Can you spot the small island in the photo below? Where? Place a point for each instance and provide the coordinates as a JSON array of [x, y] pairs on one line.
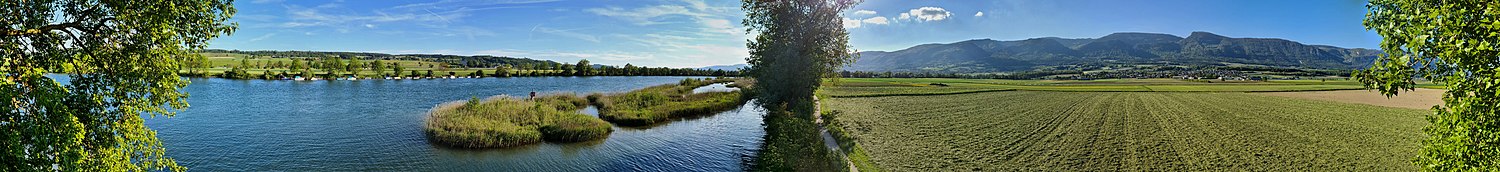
[[659, 103], [509, 121]]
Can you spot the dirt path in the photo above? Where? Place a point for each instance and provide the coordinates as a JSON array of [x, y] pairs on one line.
[[1416, 99]]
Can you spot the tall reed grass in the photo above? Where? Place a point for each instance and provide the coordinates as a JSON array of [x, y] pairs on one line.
[[509, 121]]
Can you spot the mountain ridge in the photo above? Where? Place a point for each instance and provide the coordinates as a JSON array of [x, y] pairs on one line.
[[1199, 48]]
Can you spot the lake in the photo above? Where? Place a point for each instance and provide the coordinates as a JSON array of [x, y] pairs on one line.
[[377, 126]]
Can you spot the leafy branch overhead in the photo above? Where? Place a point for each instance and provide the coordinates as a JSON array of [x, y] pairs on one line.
[[122, 60]]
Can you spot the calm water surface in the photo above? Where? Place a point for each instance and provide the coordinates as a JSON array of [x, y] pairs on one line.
[[377, 126]]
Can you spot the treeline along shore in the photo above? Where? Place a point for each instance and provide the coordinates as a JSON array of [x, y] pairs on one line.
[[314, 66]]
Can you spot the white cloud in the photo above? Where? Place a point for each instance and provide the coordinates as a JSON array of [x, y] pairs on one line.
[[876, 20], [710, 18], [569, 33], [851, 23], [930, 14], [644, 15], [263, 38]]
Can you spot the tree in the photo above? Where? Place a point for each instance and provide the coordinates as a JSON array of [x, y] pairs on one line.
___
## EXERCISE INSTRUCTIONS
Output the lines of the listing above as a JSON list of strings, one per line with blank lines left out, starting at the line that contains "Can you spot the calm" and ending after the line that contains "[[314, 66]]".

## RESPONSE
[
  "Can you spot the calm water surface in the photo above? Where? Place a point for each instance and provide the coordinates as a JSON array of [x, y] pairs on one line.",
  "[[377, 126]]",
  "Can you spot the treeline along shore in the photo above? Where? Place a point for each instance and provide the coordinates as a JSON array of [x, y] pairs on one line.",
  "[[314, 66]]"
]